▸ Selected text:
# # #

Given that sample size $n = 15$, sample mean $\overline{X}= 29.6$, sample standard deviation $s = 3.6$.

The confidence level is $1-\alpha = 0.95$.

##### Step 1 Specify the confidence level $(1-\alpha)$

Confidence level is $1-\alpha = 0.95$. Thus, the level of significance is $\alpha = 0.05$.

##### Step 2 Given information

Given that sample size $n =15$, sample mean $\overline{X}=29.6$, sample standard deviation $s=3.6$.

##### Step 3 Specify the formula

$100(1-\alpha)$% confidence interval for the population mean $\mu$ is

 \begin{aligned} \overline{X} - E \leq \mu \leq \overline{X} + E \end{aligned}
where $E = t_{(\alpha/2,n-1)} \frac{s}{\sqrt{n}}$, and $t_{\alpha/2, n-1}$ is the $t$ value providing an area of $\alpha/2$ in the upper tail of the students' $t$ distribution.

##### Step 4 Determine the critical value

The critical value of $t$ for given level of significance and $n-1$ degrees of freedom is $t_{\alpha/2,n-1}$.

Thus $t_{\alpha/2,n-1} = t_{0.025,15-1}= 2.145$.

##### Step 5 Compute the margin of error

The margin of error for mean is

 \begin{aligned} E & = t_{(\alpha/2,n-1)} \frac{s}{\sqrt{n}}\\ & = 2.145 \frac{3.6}{\sqrt{15}} \\ & = 1.994. \end{aligned}

##### Step 6 Determine the confidence interval

$95$% confidence interval estimate for population mean is
 \begin{aligned} \overline{X} - E & \leq \mu \leq \overline{X} + E\\ 29.6 - 1.994 & \leq \mu \leq 29.6 + 1.994\\ 27.606 &\leq \mu \leq 31.594. \end{aligned}
Thus, $95$% confidence interval estimate for population mean is $(27.606,31.594)$.

b) The length of this interval is the difference between 31.594 and 27.606. That is $31.594 -27.606 = 3.988$ weeks.

c) The confidence coefficient is $1-\alpha=0.95$. Thus $\alpha = 0.05$. The population standard deviation is $\sigma = 3.6$. The length of the confidence interval $L = 3$ weeks.

Since $\sigma$ is known we use the confidence interval $(\overline{X}-z_{\alpha/2}\frac{\sigma}{\sqrt{n}},\overline{X}+z_{\alpha/2}\frac{\sigma}{\sqrt{n}})$.

The length of the confidence interval is
 \begin{aligned} L &= \overline{X}+z_{\alpha/2}\frac{\sigma}{\sqrt{n}}-\bigg(\overline{X}-z_{\alpha/2}\frac{\sigma}{\sqrt{n}}\bigg)\\ & = 2z_{\alpha/2}\frac{\sigma}{\sqrt{n}} \end{aligned}

The critical value of $Z$ is $z=Z_{\alpha/2} = 1.96$.

Required sample size can be obtained by solving following equation

 \begin{aligned} & 3 = 2\times z_{\alpha/2}\frac{\sigma}{\sqrt{n}}\\ \Rightarrow & 3= 2\times 1.96\frac{3.6}{\sqrt{n}}\\ \Rightarrow & n=\big(\frac{2\times 1.96\times 3.6}{3}\big)^2\\ \Rightarrow & n = 22.128 \end{aligned}
Thus, we require the sample size be $n=23$, to have a length of the confidence interval less than or equal to 3 weeks.

# # #

▸ Source material:
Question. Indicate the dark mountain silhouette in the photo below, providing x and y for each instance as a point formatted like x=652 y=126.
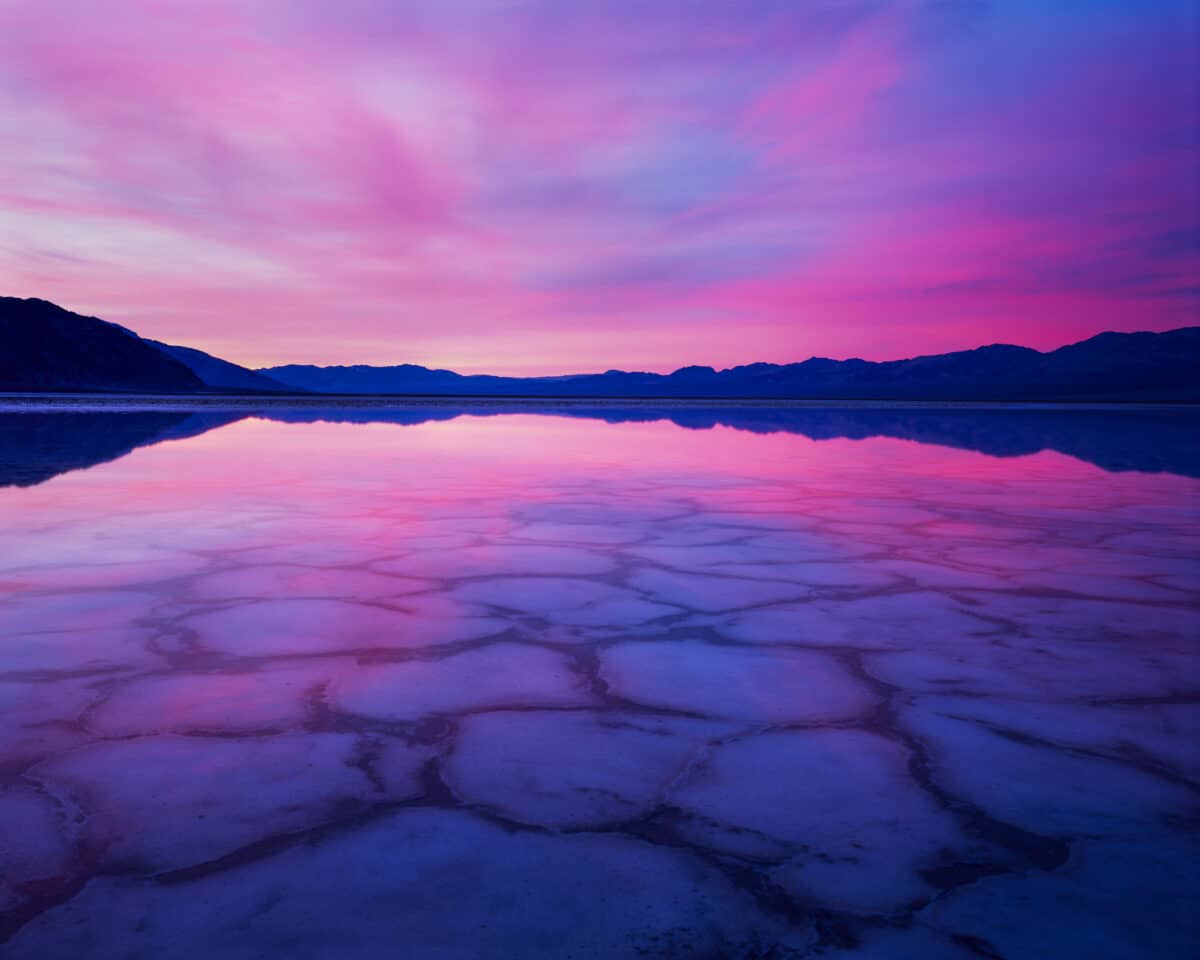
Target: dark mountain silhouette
x=45 y=347
x=221 y=373
x=1109 y=366
x=35 y=447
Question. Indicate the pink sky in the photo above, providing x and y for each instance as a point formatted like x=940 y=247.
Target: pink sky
x=522 y=186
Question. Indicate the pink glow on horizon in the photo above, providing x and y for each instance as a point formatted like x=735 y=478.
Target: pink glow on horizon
x=550 y=187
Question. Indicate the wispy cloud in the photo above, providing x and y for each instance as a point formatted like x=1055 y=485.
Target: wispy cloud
x=543 y=186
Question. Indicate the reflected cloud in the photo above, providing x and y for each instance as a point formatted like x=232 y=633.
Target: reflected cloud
x=47 y=441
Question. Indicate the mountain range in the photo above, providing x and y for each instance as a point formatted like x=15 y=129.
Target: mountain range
x=47 y=348
x=51 y=441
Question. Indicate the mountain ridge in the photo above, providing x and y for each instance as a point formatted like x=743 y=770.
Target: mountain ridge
x=1108 y=366
x=45 y=347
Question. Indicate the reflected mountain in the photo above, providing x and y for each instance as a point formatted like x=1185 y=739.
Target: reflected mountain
x=39 y=445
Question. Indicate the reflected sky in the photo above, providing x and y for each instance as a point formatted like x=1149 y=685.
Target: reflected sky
x=790 y=682
x=40 y=438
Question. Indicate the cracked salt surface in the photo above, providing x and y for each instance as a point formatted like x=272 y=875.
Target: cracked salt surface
x=545 y=688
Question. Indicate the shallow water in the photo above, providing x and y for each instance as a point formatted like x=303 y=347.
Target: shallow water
x=597 y=682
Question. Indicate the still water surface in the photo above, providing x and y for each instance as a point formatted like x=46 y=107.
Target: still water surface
x=515 y=682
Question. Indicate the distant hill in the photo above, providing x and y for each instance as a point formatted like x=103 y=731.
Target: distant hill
x=221 y=373
x=1109 y=366
x=45 y=348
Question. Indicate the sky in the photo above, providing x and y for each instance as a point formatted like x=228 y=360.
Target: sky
x=559 y=186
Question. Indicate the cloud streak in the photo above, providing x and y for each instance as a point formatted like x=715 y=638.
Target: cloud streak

# # #

▸ What to work on:
[1] Answer each question from the worked solution on confidence intervals, marking your answers (a), (b) and (c):
(a) What critical value of t is used?
(b) What is the length of the 95% interval found in part b)?
(c) What sample size is required in part c)?
[2] For each statement, state yes or no according to the worked solution on confidence intervals, and quote the words of the solution that decide it:
(a) The level of significance is 0.05.
(b) The critical value of Z used in part c) is 2.145.
(c) The interval length found in part b) is 3 weeks.
[3] Summarize the worked solution on confidence intervals in three sentences.

▸ Numbered responses:
[1]
(a) 2.145
(b) 3.988 weeks
(c) n = 23

[2]
(a) Yes: "Thus, the level of significance is $\alpha = 0.05$."
(b) No: "The critical value of $Z$ is $z=Z_{\alpha/2} = 1.96$."
(c) No: "That is $31.594 -27.606 = 3.988$ weeks."

[3] With a sample of 15, a mean of 29.6 and a standard deviation of 3.6, the solution uses a t critical value of 2.145 to obtain a margin of error of 1.994 and a 95% confidence interval of (27.606, 31.594). The length of this interval is 3.988 weeks. Treating σ = 3.6 as known and using z = 1.96, it finds that a sample size of 23 is required for the interval length to be no more than 3 weeks.